» **Work instructions**
Could you give back the material that opens with the line containing "daisy flower is." and closes with the line containing "0,0 -> 719,577", swapping "gripper" for "end effector" and changing nothing else? Leave the pictures out.

» **Provided information**
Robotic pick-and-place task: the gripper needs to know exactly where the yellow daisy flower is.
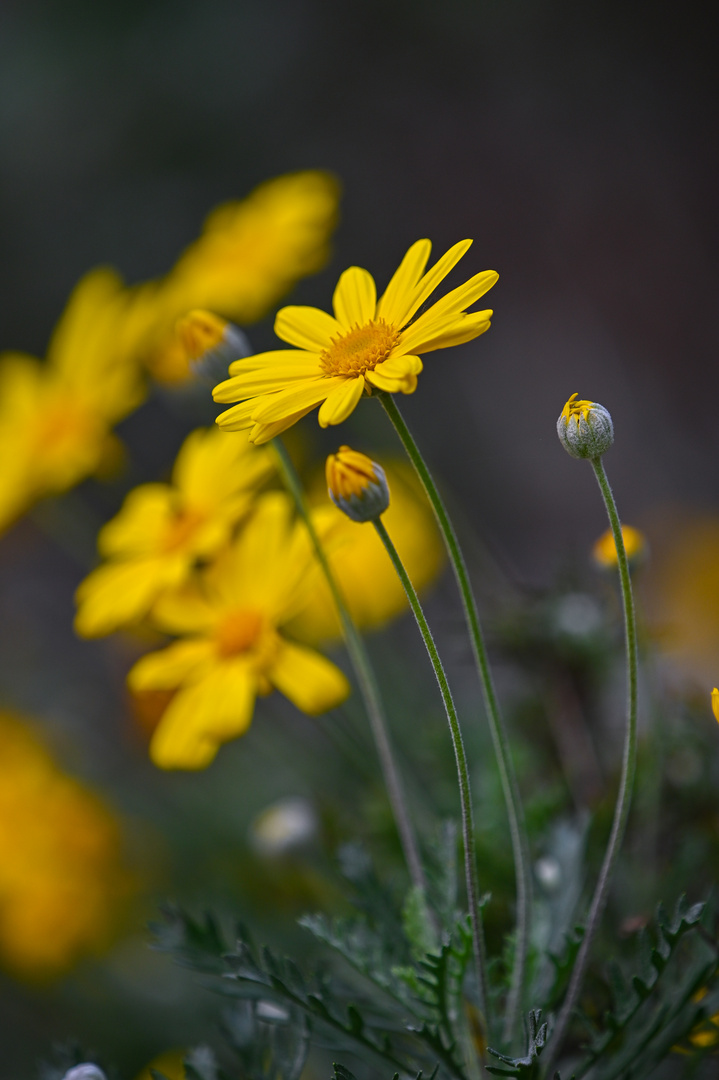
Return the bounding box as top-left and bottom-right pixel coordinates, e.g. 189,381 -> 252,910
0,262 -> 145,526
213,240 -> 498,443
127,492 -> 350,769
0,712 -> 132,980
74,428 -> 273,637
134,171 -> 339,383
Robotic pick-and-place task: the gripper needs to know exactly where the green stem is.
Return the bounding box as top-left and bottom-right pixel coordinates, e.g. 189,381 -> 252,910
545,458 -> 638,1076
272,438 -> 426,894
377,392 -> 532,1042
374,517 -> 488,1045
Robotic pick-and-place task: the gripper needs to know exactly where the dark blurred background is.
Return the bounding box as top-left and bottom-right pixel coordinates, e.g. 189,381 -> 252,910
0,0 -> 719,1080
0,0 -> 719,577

...

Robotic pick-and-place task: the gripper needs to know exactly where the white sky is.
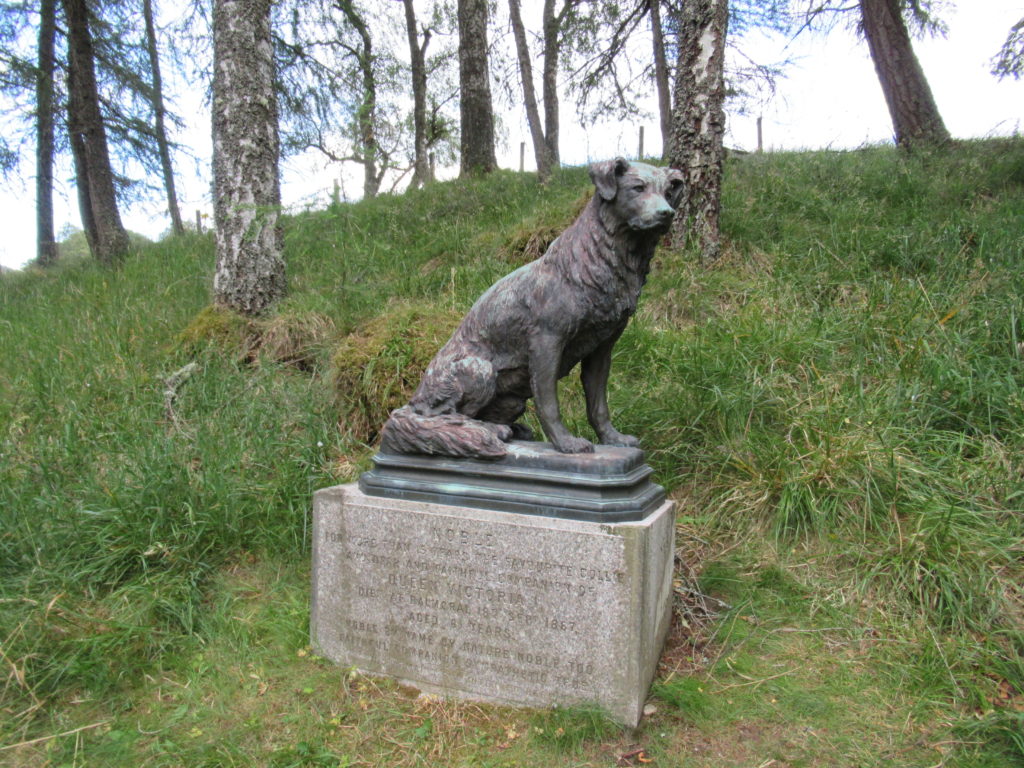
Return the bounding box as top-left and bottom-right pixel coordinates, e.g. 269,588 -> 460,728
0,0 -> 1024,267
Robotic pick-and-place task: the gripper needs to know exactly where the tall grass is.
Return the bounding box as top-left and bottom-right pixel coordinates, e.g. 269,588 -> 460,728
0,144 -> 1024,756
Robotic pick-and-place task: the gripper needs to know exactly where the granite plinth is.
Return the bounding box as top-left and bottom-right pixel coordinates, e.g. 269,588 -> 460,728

» **Written solution**
Robotic pick-and-place task: the end effector needs to know exactly where the yellow daisy flower is.
Return the bounding box as top-left and bottom-right pixel coordinates, e.g. 189,381 -> 252,910
0,262 -> 145,526
213,240 -> 498,443
127,492 -> 350,769
0,712 -> 132,980
74,428 -> 273,637
134,171 -> 339,383
Robotic pick-and-place task: the end effector needs to know exactly where the green stem is.
Return the bounding box as top-left and bottom-right pixel coordinates, e.g. 189,381 -> 252,910
545,458 -> 638,1076
272,438 -> 426,894
377,392 -> 532,1042
374,517 -> 488,1045
Robotic pick-and-place task: the end effector needs to know exactly where the dark blurred background is.
Return the bounding box as top-left and bottom-right pixel coordinates, e.g. 189,381 -> 252,910
0,0 -> 719,1080
0,0 -> 719,577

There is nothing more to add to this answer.